| Provided material |

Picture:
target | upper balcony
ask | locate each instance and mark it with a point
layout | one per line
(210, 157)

...

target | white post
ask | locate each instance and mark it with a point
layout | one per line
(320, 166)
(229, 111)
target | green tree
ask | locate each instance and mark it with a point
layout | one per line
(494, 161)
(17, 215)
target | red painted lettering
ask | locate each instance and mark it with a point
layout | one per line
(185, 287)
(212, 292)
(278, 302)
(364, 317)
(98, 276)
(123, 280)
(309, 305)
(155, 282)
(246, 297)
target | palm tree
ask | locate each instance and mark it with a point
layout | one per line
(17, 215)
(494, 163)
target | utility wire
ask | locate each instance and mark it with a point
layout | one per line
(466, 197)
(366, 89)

| Your goal |
Your answer should be the lines of the records that include the word "target".

| Solution |
target | upper balcony
target | white post
target | green tree
target | red painted lettering
target | palm tree
target | utility wire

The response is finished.